-------- TESTO FORNITO --------
Esiste poi il test del dna fetale che consiste nell’analisi di frammenti di dna di origine placentare che circolano nel sangue della donna a partire dalla decima settimana di gravidanza. Il Non Invasive Prenatal Test (Nipt) consiste in un semplice prelievo del sangue della donna incinta e consente di individuare la presenza di malattie come la sindrome di Down, di Patau e di Edwards: è un test affidabile al 99 per cento (secondo uno studio condotto dal Great Ormond Street Hispital for Children di Londra su più di 2.500 donne a rischio di avere un figlio affetto dalla sindrome di Down) e ha meno dell’1 per cento di falsi positivi. Il test si può eseguire anche in Italia, ma privatamente e a costi che possono raggiungere anche i 900 euro.

Le statistiche relative alle interruzioni di gravidanza in caso di conoscenza di malformazione del feto sono comunque complesse da interpretare e vengono utilizzate in modo diverso da chi è a favore degli screening e da chi è contro. Gli argomenti di questi ultimi sono piuttosto noti e omogenei. Basti citare quanto recita il catechismo della Chiesa cattolica in proposito:

«La diagnosi prenatale è moralmente lecita, se “rispetta la vita e l’integrità dell’embrione e del feto umano ed è orientata alla sua salvaguardia o alla sua guarigione individuale […]. Ma essa è gravemente in contrasto con la legge morale quando contempla l’eventualità, in dipendenza dai risultati, di provocare un aborto: una diagnosi […] non deve equivalere a una sentenza di morte».
-------- DATI DA ANALIZZARE --------
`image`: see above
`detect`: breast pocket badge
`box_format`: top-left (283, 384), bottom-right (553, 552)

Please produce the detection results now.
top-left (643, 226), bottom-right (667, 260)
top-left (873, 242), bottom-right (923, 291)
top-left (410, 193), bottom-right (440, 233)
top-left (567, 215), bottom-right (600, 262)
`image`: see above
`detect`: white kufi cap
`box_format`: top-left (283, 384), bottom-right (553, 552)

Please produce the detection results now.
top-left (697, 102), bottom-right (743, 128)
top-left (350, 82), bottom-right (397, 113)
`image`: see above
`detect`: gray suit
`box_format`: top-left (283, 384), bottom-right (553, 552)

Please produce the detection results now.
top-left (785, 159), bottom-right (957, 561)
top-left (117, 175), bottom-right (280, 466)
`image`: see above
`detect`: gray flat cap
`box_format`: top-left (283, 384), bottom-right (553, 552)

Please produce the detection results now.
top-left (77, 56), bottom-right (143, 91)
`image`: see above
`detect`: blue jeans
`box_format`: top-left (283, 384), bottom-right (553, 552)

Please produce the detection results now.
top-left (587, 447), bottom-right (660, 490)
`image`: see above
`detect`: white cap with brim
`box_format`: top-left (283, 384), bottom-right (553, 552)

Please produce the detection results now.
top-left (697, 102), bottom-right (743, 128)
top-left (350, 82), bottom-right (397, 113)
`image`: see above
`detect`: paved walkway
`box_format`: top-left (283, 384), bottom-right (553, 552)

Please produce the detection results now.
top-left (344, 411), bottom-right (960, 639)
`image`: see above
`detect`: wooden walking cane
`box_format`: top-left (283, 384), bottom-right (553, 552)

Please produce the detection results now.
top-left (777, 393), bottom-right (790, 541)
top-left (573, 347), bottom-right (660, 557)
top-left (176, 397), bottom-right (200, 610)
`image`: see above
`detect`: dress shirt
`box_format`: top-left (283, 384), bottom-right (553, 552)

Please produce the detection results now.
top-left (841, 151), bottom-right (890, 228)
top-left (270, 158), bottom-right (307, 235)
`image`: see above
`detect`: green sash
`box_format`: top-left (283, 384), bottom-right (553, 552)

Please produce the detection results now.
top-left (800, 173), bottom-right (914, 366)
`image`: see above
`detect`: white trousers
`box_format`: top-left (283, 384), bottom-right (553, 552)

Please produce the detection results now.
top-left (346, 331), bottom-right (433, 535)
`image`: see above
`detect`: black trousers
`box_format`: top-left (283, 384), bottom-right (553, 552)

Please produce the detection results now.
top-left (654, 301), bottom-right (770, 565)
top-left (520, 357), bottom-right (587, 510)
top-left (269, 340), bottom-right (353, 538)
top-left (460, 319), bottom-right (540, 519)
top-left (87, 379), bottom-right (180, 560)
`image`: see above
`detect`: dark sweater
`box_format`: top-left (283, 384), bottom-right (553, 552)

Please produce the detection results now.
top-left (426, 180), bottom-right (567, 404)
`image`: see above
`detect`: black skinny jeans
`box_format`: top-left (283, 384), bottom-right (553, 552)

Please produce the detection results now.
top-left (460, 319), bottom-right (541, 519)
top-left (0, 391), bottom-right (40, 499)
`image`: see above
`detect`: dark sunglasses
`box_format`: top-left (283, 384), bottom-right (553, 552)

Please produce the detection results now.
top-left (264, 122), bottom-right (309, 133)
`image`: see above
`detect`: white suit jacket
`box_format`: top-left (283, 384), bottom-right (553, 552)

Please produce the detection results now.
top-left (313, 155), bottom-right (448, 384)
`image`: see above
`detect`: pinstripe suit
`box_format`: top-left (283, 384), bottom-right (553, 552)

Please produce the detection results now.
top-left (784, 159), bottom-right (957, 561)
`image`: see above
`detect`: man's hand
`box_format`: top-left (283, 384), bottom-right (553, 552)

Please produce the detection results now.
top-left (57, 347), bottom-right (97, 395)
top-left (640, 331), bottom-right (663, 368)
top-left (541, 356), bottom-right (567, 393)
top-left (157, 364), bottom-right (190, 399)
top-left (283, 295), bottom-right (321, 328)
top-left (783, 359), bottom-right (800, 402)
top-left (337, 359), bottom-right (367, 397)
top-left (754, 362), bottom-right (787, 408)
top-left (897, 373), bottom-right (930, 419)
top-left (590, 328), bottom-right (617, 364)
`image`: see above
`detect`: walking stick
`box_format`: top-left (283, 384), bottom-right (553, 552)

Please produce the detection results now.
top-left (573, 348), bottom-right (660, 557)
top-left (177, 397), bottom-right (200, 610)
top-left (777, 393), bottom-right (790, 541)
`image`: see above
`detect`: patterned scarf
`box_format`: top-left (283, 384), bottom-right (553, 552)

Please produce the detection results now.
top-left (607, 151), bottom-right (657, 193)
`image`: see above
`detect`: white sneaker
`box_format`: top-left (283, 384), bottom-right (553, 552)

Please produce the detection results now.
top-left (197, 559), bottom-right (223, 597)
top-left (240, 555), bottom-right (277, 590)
--------
→ PROVA TU: Secondo il testo fornito, quanto può arrivare a costare in Italia il test del DNA fetale eseguito privatamente?

→ RISPOSTA PROPOSTA: Anche 900 euro.